======== The records

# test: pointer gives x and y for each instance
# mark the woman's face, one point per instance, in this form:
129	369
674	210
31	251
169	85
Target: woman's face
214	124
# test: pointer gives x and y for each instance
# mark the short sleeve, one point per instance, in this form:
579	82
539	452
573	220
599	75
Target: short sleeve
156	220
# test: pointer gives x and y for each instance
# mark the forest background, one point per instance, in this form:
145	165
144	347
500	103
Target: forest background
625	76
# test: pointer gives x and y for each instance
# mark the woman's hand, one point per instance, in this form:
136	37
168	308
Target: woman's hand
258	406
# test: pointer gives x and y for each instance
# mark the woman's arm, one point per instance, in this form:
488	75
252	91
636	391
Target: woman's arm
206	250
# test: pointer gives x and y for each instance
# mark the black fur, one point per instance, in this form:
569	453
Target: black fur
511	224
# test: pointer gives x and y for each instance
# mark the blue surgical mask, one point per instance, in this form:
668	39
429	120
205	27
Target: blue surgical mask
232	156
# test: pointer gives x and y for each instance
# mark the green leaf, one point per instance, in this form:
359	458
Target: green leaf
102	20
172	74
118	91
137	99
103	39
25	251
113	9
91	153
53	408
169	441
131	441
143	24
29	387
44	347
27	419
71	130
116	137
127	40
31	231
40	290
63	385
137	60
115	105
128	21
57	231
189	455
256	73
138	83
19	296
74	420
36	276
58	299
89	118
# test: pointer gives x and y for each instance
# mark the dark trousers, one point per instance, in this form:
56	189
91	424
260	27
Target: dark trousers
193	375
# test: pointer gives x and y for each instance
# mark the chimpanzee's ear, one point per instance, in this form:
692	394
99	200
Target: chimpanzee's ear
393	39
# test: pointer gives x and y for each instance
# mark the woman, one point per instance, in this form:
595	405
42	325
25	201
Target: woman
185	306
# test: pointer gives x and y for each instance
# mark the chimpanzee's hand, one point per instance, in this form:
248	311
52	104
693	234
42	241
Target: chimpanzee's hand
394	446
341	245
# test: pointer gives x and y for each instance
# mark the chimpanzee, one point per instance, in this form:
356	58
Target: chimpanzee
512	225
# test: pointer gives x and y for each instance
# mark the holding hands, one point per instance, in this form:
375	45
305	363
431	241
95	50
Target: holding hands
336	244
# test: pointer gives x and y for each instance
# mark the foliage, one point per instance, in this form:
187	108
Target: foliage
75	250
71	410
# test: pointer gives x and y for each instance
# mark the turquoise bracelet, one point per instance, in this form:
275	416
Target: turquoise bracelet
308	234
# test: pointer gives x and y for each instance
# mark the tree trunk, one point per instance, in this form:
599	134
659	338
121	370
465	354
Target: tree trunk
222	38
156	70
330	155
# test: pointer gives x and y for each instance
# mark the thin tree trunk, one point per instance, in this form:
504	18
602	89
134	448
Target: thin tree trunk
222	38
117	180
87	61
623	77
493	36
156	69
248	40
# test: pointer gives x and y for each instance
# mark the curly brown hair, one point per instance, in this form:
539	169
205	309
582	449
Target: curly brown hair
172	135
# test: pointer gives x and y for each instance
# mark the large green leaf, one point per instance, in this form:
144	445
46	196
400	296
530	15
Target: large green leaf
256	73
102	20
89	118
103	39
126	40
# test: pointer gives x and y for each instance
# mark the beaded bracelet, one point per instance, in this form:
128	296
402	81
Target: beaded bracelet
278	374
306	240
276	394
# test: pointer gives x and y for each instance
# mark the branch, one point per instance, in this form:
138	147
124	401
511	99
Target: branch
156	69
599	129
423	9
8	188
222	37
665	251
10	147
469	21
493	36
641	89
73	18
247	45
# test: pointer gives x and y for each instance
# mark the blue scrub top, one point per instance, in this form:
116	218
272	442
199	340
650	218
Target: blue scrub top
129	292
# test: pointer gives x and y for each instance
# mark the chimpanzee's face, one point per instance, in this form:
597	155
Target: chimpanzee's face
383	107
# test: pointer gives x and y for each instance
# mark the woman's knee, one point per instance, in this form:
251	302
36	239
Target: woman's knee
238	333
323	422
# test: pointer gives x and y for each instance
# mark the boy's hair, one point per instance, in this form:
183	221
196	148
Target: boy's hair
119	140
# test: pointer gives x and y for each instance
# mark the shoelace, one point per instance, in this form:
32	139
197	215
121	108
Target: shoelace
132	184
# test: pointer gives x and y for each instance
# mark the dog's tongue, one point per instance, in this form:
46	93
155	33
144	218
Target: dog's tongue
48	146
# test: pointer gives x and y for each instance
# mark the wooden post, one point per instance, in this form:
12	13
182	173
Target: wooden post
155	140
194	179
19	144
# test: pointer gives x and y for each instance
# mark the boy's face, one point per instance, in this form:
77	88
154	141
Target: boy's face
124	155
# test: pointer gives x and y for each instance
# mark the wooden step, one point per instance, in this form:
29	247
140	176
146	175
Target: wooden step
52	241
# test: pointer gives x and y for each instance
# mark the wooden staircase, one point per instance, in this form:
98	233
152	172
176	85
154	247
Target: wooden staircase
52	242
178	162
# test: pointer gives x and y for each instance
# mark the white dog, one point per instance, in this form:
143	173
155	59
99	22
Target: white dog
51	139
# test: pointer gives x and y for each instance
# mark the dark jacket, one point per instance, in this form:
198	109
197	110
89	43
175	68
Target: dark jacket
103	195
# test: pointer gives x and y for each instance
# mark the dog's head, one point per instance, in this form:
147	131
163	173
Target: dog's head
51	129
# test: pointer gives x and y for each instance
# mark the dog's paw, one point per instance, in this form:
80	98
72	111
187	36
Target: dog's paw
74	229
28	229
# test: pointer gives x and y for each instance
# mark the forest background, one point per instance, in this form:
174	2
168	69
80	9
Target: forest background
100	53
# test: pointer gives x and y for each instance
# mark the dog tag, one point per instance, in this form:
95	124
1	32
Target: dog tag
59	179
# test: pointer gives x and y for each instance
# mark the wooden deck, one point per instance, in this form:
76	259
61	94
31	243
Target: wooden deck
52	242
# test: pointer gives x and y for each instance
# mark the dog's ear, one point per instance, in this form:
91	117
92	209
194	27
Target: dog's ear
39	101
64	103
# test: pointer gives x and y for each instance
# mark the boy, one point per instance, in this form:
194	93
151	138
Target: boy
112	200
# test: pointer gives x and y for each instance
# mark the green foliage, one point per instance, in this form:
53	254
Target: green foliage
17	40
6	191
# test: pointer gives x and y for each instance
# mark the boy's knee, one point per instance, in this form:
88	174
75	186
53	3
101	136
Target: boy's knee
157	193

================

> _What is needed_
Pull out each line of the listing above that contains the string "branch", and copy those lines. Only matches with the same capitalization count.

> _Solution for this problem_
# mark the branch, one point per instance, in this form:
Target: branch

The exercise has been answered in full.